ASSIGNMENT: Start to finish, print the data below exactly, without the images.

DATA SUPPLIED:
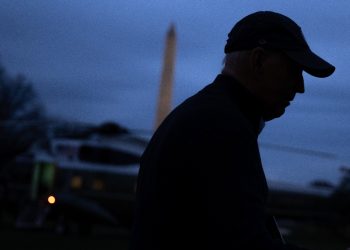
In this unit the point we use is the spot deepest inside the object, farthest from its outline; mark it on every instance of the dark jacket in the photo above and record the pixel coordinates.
(201, 184)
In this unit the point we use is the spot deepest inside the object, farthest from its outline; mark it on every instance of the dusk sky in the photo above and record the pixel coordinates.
(96, 61)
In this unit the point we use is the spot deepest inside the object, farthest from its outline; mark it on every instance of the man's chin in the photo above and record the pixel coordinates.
(272, 114)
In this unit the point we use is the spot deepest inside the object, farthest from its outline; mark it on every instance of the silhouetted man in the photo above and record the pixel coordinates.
(201, 184)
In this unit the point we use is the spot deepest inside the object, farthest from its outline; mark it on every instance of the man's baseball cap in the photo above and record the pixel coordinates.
(275, 31)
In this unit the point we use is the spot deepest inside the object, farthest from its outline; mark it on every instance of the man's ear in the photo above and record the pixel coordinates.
(257, 59)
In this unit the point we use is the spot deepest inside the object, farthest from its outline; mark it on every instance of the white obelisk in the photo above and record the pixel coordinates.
(166, 84)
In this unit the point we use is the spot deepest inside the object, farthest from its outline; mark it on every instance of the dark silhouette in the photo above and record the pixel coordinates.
(201, 184)
(21, 116)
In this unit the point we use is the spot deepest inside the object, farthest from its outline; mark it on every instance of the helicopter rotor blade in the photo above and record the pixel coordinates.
(303, 151)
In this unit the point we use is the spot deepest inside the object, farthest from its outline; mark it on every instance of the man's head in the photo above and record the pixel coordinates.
(267, 52)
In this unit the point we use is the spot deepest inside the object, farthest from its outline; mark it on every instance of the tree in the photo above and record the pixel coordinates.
(21, 114)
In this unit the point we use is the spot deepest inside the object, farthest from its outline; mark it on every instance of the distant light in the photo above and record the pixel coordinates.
(76, 182)
(51, 199)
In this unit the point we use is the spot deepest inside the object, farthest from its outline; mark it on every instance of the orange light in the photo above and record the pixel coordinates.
(51, 199)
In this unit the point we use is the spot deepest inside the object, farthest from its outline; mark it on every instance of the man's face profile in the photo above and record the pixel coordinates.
(279, 80)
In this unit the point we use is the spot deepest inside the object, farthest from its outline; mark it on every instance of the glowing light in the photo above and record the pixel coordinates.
(51, 199)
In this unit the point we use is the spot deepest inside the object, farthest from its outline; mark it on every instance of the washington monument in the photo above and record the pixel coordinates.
(166, 84)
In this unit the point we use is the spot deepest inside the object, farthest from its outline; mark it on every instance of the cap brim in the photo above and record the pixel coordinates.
(312, 63)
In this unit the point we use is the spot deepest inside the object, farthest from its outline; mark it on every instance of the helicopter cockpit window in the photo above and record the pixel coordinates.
(107, 156)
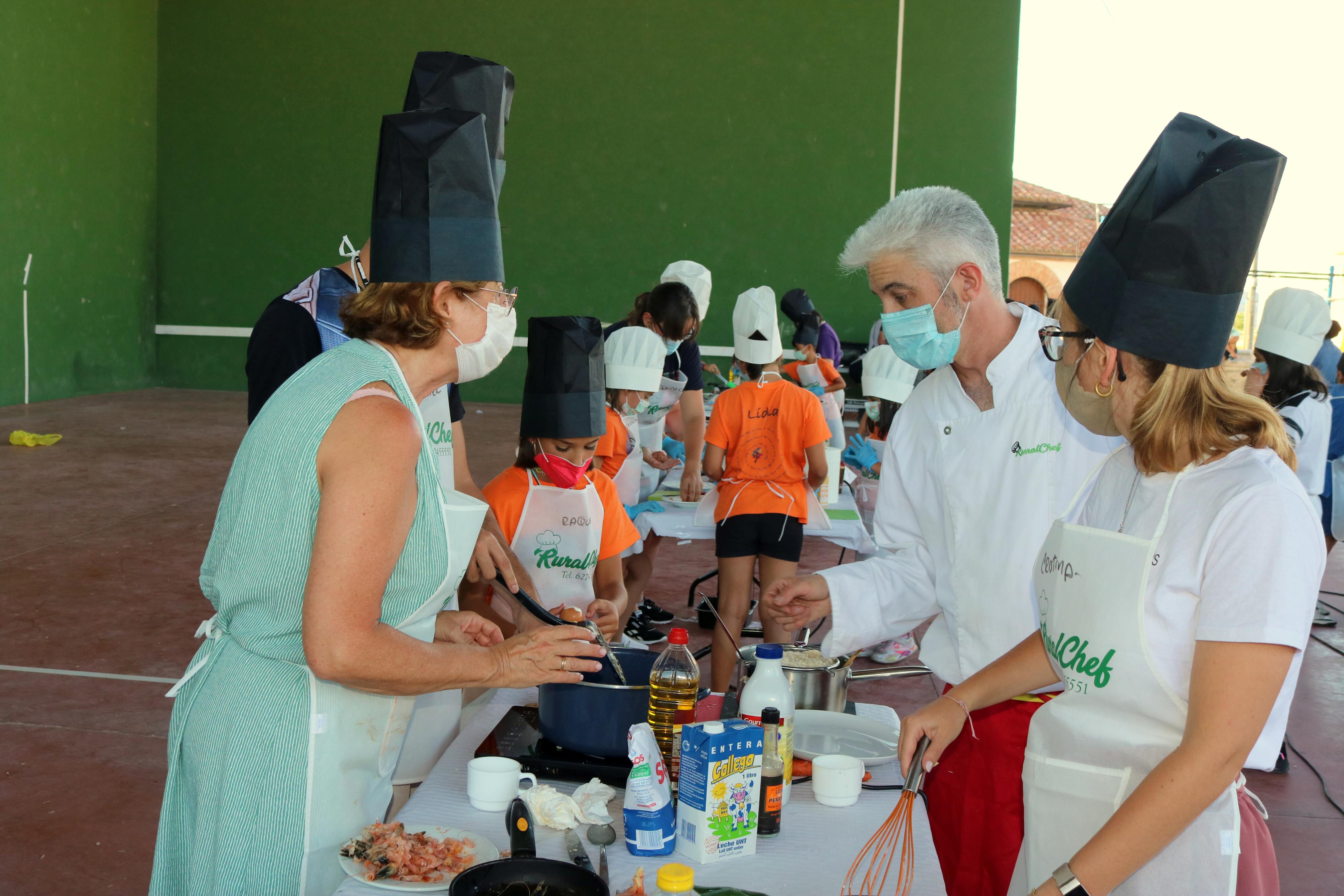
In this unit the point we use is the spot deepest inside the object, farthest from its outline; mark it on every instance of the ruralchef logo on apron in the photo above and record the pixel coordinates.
(439, 435)
(549, 557)
(1041, 449)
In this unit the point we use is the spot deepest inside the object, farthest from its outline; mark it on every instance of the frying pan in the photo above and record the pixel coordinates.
(523, 874)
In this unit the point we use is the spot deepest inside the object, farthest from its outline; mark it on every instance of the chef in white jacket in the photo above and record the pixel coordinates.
(988, 460)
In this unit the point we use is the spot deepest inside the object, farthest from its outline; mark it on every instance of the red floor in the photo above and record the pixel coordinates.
(101, 539)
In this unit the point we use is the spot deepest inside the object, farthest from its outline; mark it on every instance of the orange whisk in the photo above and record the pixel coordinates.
(894, 836)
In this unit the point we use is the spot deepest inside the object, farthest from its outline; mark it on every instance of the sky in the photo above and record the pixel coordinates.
(1097, 81)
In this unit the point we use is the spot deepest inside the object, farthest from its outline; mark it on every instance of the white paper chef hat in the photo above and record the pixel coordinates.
(635, 358)
(695, 276)
(756, 314)
(1295, 324)
(888, 377)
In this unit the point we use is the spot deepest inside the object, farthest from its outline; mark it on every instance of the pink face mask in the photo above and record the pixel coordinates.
(559, 471)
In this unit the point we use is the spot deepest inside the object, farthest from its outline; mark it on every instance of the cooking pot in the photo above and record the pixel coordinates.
(523, 872)
(826, 687)
(595, 715)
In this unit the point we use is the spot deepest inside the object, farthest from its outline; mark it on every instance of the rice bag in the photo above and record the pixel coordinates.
(650, 816)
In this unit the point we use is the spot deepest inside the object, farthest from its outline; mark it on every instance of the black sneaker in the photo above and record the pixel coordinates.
(654, 613)
(1282, 764)
(639, 629)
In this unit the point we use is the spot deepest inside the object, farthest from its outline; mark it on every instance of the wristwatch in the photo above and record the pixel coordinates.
(1068, 884)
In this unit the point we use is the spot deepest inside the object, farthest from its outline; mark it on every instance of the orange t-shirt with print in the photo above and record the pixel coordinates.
(765, 432)
(507, 493)
(615, 445)
(824, 366)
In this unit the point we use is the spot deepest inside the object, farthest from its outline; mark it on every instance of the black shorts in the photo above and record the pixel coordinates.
(773, 535)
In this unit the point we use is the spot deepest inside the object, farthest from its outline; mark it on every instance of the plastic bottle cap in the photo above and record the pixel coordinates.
(676, 878)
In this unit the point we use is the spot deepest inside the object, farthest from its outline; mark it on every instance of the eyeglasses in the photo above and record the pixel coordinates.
(510, 296)
(1053, 340)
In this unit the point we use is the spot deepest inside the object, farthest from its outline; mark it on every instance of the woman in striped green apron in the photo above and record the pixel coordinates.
(334, 558)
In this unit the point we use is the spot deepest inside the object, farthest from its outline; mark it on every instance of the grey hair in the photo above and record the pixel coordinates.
(939, 227)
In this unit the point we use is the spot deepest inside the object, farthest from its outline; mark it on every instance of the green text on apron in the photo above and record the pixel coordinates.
(436, 718)
(355, 738)
(651, 430)
(558, 537)
(1116, 720)
(439, 429)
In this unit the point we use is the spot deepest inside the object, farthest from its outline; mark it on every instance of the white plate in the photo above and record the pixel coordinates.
(818, 733)
(484, 852)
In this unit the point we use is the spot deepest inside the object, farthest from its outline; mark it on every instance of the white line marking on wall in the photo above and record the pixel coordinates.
(896, 124)
(88, 675)
(26, 269)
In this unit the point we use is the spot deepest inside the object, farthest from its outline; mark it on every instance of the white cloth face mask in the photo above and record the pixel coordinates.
(478, 359)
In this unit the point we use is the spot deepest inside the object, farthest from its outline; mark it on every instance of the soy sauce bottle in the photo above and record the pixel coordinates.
(772, 776)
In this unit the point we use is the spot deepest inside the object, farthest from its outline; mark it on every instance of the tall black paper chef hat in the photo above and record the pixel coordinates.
(796, 304)
(443, 80)
(434, 201)
(1164, 273)
(565, 391)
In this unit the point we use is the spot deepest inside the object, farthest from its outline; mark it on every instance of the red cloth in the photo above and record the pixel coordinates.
(975, 801)
(1257, 868)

SOLUTION:
In this unit the point we use is the spot deepest inside the object, farthest from its outline; mark it on every instance of the dark jacket in the photo above and record the pixel coordinates.
(201, 184)
In this unit the point we use is the spot deepest inside the object, farthest from its outline; mark it on every instance of the dusk sky in the photo above and record the pixel coordinates.
(96, 61)
In this unit the point we use is the spot deepest inside the object, farthest from its outline; mark it on every instance of the man's chin in the photo above and record the pixel coordinates.
(272, 114)
In this unit the point we use is the spot deepest inside the object, farthest from its outline; mark it on every instance of the silhouetted man in the photo above and record the pixel coordinates.
(201, 184)
In this unit the point we use is the spot deepest inside the object, farthest from its outline; mark it on every instance of the man's baseball cap in the photo above and record the pixel coordinates.
(275, 31)
In this unit the point we use is the spot deepest inside the object, farthest from its outline; mark it on every instance of the man's ear in the photo above and record the pixel coordinates.
(257, 59)
In this unit the point we use is the spot deepest inside the object, farthest from its outline; mark it on every instance of the white obelisk in the photo above and record the pixel coordinates.
(166, 84)
In this unit the point we use is the spot deepest inside the object, farthest from its outline; mark it on every instance of the dark silhouette in the photo above and record the pixel coordinates.
(201, 184)
(21, 116)
In this unit the point we use is the spot deepest inside the object, farthest from its outline; mark it on every instance of the helicopter rotor blade in the photo above and record the pixel coordinates.
(303, 151)
In this unit the point we use is the spot deepest inside the object, farthest from its outline; mark it on every instance of the man's head in the photo above and record the pixel coordinates.
(267, 52)
In this unit the point we use is the spot deepest inside the object, farthest from its outline; mark it on every instance of the tree in the photo above and record the pixel coordinates.
(21, 114)
In this unit the point we use is the spot deepest inside the object, farthest from its outline; mark it on every instance of the distant light in the photo above and record the pixel coordinates.
(76, 182)
(51, 199)
In this unit the point we use is the spot deepest inside the object, farthest from its outline; mark it on every instance of the orange light in the photo above and record the pixel coordinates.
(51, 199)
In this unit the point we use is the spot deepest inside the object, farthest from its outline; mark it on every instance of the man's face profile in the photo above and record the pixel coordinates.
(279, 80)
In this unit the point we use is the spot deepest inside the object, farthest from its outline; mark it on every instance of the glowing light in the photo above and record the pixel coordinates.
(51, 199)
In this unit the point we use is the spot deepest inside the object, farthest from its outline; mark it on every instance of the washington monument in the photo above and record the pixel coordinates.
(166, 84)
In this unit the point we use is the spot deepest inside the object, farthest from its outline; mark it on every instance of the cap brim in the photo above and record the pixel coordinates.
(312, 63)
In this unit the point we use is the spot deepest inside the object, farthest from its outline; mark it on every instance of the helicopter cockpit window in the photo above and record the pixel coordinates.
(107, 156)
In this unit the point we use is the spot deepest inside the object, farthest from its outline; mark it on every instance of the ruralchef logo on apron in the photo above and record the pixel coordinates.
(439, 435)
(549, 557)
(1041, 449)
In this unit the point we use is the spot deepest inside the object, farthest from its outline; mark it on every instance of the frying pan in the photo above and record the pixel coordinates.
(523, 874)
In this unit the point we use is the spot deepest inside the object, farthest from its outline; mark it on every instance of the chef in white jacket in the photo above and record the pixel coordinates.
(988, 460)
In this unit the point we use is the spot deepest inside the object, farthest from its outline; mark it on every instance of the red floor in the photo above and record the pixel coordinates.
(101, 539)
In this unit the point we use is the spot deepest inside the object, farthest from its outline; mark it on every instance of the orange whisk in the photo above and record the pixel coordinates.
(894, 836)
In this unit the point we use is the spot deepest inside the object, farthest from its outline; mark it on every instance of the sky in the photo above and record the pixel coordinates.
(1097, 81)
In this unit the point we use is the spot deepest inside the object, farthest from its outline; mark it on every instance of the white paper chef hat in the photo above and record the pixel coordinates.
(635, 358)
(695, 276)
(756, 314)
(1295, 324)
(888, 377)
In this unit the point we use is the spot deepest inside the object, farthest from its outline; mark it on every instance of the pink face mask in the photo above and record the pixel coordinates.
(559, 471)
In this unit the point we use is the spot deepest inside the object, farthest from its outline; mark it on every instance of the cooking pot in the photo above and record the pixel coordinates.
(523, 872)
(826, 687)
(595, 715)
In this unit the point we use is the spot deepest inside the object, farthest from its outline; mark it on every instance of the rice bag in the photo above and record the pixel coordinates.
(650, 816)
In this unit the point we use is the spot deepest inside the object, farthest from its outline; mark it on every instance of the black sneaker in the photo above and record the pixel coordinates.
(654, 613)
(1282, 764)
(639, 629)
In this unit the point we use is the spot deepest inside the object, farthest from its outline; mark it on every instance of the wristwatch in the photo above and record the pixel coordinates.
(1068, 884)
In this unit the point we use is the spot deepest inside the object, farthest from its outline; mark it on every instance of the orange t-shirt with print in the photo above and record the pixel coordinates.
(765, 432)
(507, 493)
(615, 445)
(824, 366)
In this unit the point we use is the spot deepest inside the object, farthest from its outline; mark it on every instance of the black shorts in the photo above and record the pixel coordinates.
(773, 535)
In this unit the point we use is the spot deepest inside the object, farthest from its outline; mark it on every instance of the plastic bottle cap in the photo above and record the pixel coordinates.
(676, 878)
In this unit the point we use is the spot deepest inside the object, farthest from its outline; mark it on every instance of the eyeglasses in the photo above and record the pixel coordinates.
(510, 296)
(1053, 340)
In this unit the point we use is the spot deepest inside the object, farthest from its outline; mark it on every instance of the woman in striped green apron in the photo above and record the pixel coordinates.
(334, 558)
In this unit the point we use is the spot deepest inside the object, farthest from its outline; mark it on every instance of the grey hair in the photo above and record the pixel coordinates.
(939, 227)
In this unit the point we use is the spot deepest inside the object, farthest from its outline; mark it on every instance of the green text on apron in the photo above and record the pixel coordinates.
(436, 718)
(355, 738)
(651, 430)
(558, 537)
(1116, 720)
(439, 429)
In this unit the point we use is the spot deepest inside the object, farthest from its outline; mark it on every instance of the white plate in the photo above and record the pixel coordinates.
(818, 733)
(484, 852)
In this unit the point we use is the spot deepest inside the object, farthest from its outline; mark it on every instance of the white line marking on wall in the photo above and record the pixel coordinates.
(896, 124)
(88, 675)
(26, 269)
In this unit the point we use is the spot deepest inside the object, farthest from its outline; mark it on every instance of the white cloth face mask in the photo above and record the pixel coordinates.
(478, 359)
In this unit the point we use is the spot deepest inside the object, farthest from its outline; mark it on every instance of the soy sauce bottle in the photo above and record the pixel coordinates.
(772, 776)
In this unit the point we use is the spot deepest inside the object, farthest from its outline; mark it on every instance of the tall black paper chef hat in the photo above and record the pixel coordinates.
(796, 304)
(443, 80)
(434, 201)
(1164, 273)
(565, 391)
In this unit the point we use is the spot deepest inside the object, farthest from its outline; mark it on every instance of the red cloth in the photo above and record the pixel coordinates.
(975, 801)
(1257, 868)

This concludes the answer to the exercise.